• _TEXT SHOWN_

####

Now Facebook will use a granular enforcement system whereby only the social channel causing the negative feedback will be disabled. Facebook explains that “for example, if an app is generating a lot of negative feedback via chat messages, we will take action only on that app’s ability to publish to chat but otherwise leave the app intact.” This will make it much more obvious what mechanism must be modified for an app to be reinstated.
Developers can also appeal granular enforcement rather than the suspension of their entire app. Apps drawing negative feedback across channels are still subject to disablement.
Before today, if an app was disabled, it was effectively deleted, becoming completely unavailable to both a user and its developer. This prevented developers from checking Insights logs, testing their apps, and making changes to their settings or the app itself. Combined with enforcement emails that don’t always include enough detail for developers to learn what they were doing wrong, this prevented devs quickly fixing their apps and appealing the enforcement.
Now disabled apps are placed in Disabled Mode, which makes them unavailable to users, but developers can still access them.

####

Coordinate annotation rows
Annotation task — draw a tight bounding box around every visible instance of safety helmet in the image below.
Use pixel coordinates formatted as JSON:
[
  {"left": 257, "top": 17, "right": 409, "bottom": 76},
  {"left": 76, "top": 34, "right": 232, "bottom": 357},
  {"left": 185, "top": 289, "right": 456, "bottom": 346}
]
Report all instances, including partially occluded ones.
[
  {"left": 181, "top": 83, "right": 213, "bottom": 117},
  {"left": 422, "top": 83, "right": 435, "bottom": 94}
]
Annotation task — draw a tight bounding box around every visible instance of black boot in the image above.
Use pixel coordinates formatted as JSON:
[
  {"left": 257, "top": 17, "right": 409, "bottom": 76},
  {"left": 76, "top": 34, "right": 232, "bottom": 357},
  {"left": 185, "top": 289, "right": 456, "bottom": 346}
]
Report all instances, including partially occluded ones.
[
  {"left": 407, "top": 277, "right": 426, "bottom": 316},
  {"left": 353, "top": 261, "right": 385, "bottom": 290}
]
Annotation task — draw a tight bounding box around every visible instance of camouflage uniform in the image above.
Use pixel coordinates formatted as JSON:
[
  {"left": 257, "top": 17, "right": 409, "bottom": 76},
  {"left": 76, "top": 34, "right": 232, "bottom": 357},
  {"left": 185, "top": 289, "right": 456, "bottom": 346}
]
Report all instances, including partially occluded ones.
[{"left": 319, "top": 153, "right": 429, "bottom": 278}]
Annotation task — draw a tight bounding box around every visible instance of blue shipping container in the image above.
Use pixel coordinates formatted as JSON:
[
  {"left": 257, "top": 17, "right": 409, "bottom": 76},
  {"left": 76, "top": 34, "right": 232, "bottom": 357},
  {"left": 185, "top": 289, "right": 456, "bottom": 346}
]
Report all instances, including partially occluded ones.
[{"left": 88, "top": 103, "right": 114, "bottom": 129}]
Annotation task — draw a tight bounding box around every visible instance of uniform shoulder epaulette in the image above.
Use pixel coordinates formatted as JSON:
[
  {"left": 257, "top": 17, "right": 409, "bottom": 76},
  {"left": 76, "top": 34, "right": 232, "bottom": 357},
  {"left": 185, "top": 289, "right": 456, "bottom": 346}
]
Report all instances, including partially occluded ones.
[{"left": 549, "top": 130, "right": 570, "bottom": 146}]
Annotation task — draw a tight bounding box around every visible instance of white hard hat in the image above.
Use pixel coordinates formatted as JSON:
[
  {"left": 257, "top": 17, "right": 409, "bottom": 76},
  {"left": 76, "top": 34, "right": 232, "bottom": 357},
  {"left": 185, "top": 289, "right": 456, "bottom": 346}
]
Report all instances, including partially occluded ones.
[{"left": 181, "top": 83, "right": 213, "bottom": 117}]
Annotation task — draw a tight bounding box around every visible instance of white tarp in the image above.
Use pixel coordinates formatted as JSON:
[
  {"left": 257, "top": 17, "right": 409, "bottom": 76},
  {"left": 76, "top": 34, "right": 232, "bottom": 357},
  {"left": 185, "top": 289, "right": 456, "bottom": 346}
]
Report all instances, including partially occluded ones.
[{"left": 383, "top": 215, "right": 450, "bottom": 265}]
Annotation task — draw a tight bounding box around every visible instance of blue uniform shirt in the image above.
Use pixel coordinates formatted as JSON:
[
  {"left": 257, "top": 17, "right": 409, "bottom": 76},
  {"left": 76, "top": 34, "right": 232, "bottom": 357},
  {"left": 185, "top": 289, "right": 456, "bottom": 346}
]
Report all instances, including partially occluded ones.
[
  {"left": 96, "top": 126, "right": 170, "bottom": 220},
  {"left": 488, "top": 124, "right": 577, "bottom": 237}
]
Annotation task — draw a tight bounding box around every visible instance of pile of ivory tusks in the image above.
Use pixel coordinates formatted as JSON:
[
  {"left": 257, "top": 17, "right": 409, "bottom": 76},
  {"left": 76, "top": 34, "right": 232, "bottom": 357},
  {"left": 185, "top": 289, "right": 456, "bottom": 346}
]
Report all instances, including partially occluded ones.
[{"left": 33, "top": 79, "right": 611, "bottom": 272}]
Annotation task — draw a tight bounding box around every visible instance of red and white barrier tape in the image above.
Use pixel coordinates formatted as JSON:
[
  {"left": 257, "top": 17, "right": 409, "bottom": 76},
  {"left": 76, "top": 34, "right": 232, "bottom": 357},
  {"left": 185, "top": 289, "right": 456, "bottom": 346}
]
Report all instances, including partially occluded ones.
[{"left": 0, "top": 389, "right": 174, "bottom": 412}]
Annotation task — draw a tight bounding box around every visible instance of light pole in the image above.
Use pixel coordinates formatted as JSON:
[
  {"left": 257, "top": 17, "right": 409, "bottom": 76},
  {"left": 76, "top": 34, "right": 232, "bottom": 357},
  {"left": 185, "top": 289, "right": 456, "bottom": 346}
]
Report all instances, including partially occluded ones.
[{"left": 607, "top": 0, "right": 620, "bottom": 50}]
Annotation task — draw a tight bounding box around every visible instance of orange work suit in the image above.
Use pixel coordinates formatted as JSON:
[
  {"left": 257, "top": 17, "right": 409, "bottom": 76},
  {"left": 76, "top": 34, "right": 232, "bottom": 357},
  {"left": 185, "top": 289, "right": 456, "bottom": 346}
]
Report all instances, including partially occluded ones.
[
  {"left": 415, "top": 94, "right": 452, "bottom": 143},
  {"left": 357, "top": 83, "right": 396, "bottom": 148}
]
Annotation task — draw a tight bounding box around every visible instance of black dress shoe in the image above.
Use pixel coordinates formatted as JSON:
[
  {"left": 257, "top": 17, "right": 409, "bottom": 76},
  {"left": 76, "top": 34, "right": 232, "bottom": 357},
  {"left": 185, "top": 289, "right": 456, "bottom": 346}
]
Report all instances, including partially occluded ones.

####

From the text on Facebook's app enforcement changes, return everything from "Developers can also" down to "appealing the enforcement.".

• _SOLUTION TO THE PROBLEM_
Developers can also appeal granular enforcement rather than the suspension of their entire app. Apps drawing negative feedback across channels are still subject to disablement.
Before today, if an app was disabled, it was effectively deleted, becoming completely unavailable to both a user and its developer. This prevented developers from checking Insights logs, testing their apps, and making changes to their settings or the app itself. Combined with enforcement emails that don’t always include enough detail for developers to learn what they were doing wrong, this prevented devs quickly fixing their apps and appealing the enforcement.